* [EXERCISE SET]:
1/ Present the entries from the line with "like x=479, y=443." up to and including the line with "x=71, y=708" as a numbered list, leaving out blank lines.
2/ Carry on the report about Zagat's New Orleans restaurant poll, picking up right after its final sentence.

* [EXTRACT PROVIDED]:
══════════════════════════════

Zagat’s New Orleans Guide

Filed under: Pop Life — Tags: — Alex Rawls @ 9:41 am

 

This morning, Tim and Nina Zagat were in New Orleans to announce the results of their 20th poll of New Orleans restaurants and nightlife. At a breakfast press conference at Galatoire’s, Tim Zagat announced that 80 percent of New Orleans diners are eating out as often as they did before Katrina, if not more. He also announced that across the board, New Orleans’ restaurants scored higher than restaurants in other cities. “This is not only one of the best places to eat,” he said. “It’s also one of the best values,” pointing out an average pre-tax dinner price of $28.52 versus $34.34 in other cities.

══════════════════════════════

* [TASK INPUT]:
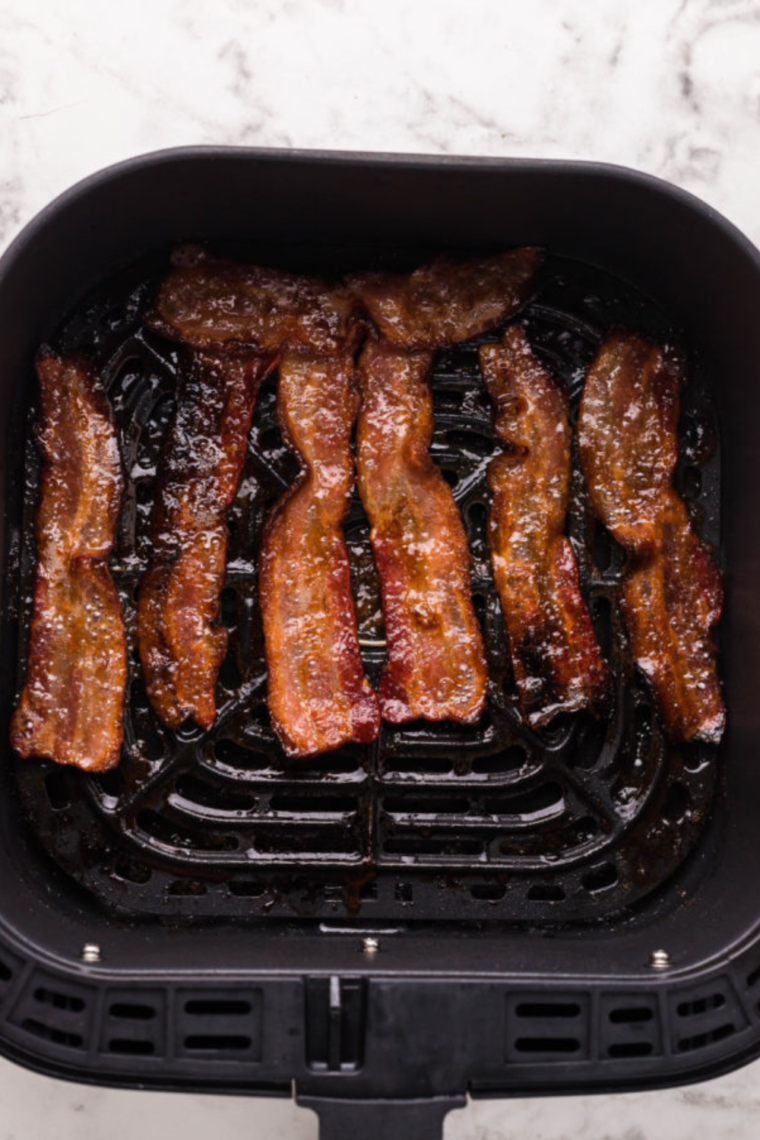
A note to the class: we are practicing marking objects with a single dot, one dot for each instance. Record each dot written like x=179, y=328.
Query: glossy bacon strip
x=448, y=301
x=209, y=302
x=181, y=645
x=71, y=707
x=555, y=657
x=435, y=661
x=672, y=593
x=319, y=698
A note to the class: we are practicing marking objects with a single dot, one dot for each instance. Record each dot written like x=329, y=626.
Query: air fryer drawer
x=447, y=975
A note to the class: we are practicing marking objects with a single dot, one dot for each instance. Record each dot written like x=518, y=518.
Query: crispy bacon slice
x=71, y=707
x=555, y=657
x=209, y=302
x=435, y=661
x=181, y=646
x=672, y=593
x=319, y=698
x=448, y=301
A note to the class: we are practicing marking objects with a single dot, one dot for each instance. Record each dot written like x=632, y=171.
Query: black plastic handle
x=381, y=1120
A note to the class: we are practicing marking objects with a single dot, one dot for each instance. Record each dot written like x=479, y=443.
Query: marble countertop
x=671, y=87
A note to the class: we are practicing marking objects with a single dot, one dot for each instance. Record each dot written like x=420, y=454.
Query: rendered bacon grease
x=671, y=594
x=555, y=657
x=435, y=659
x=71, y=708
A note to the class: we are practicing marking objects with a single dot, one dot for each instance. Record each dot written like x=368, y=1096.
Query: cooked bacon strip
x=435, y=661
x=209, y=302
x=672, y=593
x=181, y=646
x=555, y=656
x=448, y=301
x=319, y=698
x=72, y=705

══════════════════════════════

* [TASK-BY-TASK RESULTS]:
1/
1. A note to the class: we are practicing marking objects with a single dot, one dot for each instance. Record each dot written like x=479, y=443.
2. Query: marble countertop
3. x=671, y=87
4. A note to the class: we are practicing marking objects with a single dot, one dot for each instance. Record each dot written like x=420, y=454.
5. Query: rendered bacon grease
6. x=671, y=594
7. x=555, y=657
8. x=435, y=659
9. x=71, y=708

2/
His comments took on a political tone when he noted that if one-tenth of the money spent on the Citibank bailout were spent on New Orleans, the city’s recovery would be a lot farther along, and that the governmental neglect was shameful. “New Orleans and everyone deserves better than that.”

The winners?

Top Food: Brigtsen’s

Top Decor: Commander’s Palace

Top Service: Brigtsen’s

Most Popular: Commander’s Palace

and in the Nightlife category, Preservation Hall won for  Top Appeal, the Polo Lounge won for Top Decor and Top Service, and Pat O’Brien’s won for Most Popular.

This year’s guide is out now, edited by Sharon Litwin, Mimi Read and former OffBeat food editor Todd A. Price.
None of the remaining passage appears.